• **Page excerpt**
□ □ □ □ □ □ □

The results of the wind speed time series decomposition differ in different periods when the wind speed time series is pretreated with the signal processing method. Therefore, feature selection, according to the correlation of the elements, should be performed in each sub-sequence in order to construct the optimal prediction model for each. The partial autocorrelation function (PACF) is often used to measure the degree of a time series and to remove autocorrelation interference [
35,
38]. The IMF sequence generated by the VMD treatment has a certain correlation and stability; therefore, the optimal input vector of the predictor for each IMF can be separately determined by PACF.

□ □ □ □ □ □ □

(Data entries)
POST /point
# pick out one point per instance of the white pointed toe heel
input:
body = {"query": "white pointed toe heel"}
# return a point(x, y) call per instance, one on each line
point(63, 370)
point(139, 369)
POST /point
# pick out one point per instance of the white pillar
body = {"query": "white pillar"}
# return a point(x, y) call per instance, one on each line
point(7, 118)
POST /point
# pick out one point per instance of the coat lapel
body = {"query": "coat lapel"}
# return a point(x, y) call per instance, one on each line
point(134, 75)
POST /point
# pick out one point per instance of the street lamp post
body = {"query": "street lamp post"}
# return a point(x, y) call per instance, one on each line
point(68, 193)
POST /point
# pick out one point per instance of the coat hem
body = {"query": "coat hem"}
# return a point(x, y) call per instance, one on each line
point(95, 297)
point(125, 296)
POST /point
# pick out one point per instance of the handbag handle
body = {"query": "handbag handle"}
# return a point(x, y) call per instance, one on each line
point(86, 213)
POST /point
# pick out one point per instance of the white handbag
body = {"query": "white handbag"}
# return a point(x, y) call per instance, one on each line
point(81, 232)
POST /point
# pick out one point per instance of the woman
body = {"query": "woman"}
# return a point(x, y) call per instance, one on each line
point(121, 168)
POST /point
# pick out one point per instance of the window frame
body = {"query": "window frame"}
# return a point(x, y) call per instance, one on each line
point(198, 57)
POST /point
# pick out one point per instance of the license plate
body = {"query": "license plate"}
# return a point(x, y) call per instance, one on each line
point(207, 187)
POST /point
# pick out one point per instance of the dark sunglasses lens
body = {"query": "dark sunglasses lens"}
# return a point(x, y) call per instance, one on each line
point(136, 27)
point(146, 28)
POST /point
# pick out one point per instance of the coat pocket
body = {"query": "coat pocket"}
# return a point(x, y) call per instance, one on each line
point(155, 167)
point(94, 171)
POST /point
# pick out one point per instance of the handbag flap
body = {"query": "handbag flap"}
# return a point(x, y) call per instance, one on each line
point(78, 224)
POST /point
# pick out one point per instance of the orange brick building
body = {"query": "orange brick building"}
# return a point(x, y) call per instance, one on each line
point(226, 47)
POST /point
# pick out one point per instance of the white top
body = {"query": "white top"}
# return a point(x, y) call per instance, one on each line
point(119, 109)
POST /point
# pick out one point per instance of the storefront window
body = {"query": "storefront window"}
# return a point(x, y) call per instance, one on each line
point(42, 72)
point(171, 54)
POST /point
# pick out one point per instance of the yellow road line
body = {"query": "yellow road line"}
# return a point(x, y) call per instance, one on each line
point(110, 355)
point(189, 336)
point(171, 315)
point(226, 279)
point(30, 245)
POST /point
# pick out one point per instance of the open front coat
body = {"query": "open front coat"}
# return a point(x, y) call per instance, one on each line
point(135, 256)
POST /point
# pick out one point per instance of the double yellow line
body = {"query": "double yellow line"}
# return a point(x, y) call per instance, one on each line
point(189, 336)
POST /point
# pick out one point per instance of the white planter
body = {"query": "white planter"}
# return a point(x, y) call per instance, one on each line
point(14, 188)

□ □ □ □ □ □ □

• **Exercise requirements**
1 – In the wind speed excerpt, what can be separately determined by PACF for each IMF?
2 – Please reproduce the wind speed excerpt from "The results of" up to and including "determined by PACF.".

• **Outputs**
1 – The optimal input vector of the predictor for each IMF.

2 –
The results of the wind speed time series decomposition differ in different periods when the wind speed time series is pretreated with the signal processing method. Therefore, feature selection, according to the correlation of the elements, should be performed in each sub-sequence in order to construct the optimal prediction model for each. The partial autocorrelation function (PACF) is often used to measure the degree of a time series and to remove autocorrelation interference [
35,
38]. The IMF sequence generated by the VMD treatment has a certain correlation and stability; therefore, the optimal input vector of the predictor for each IMF can be separately determined by PACF.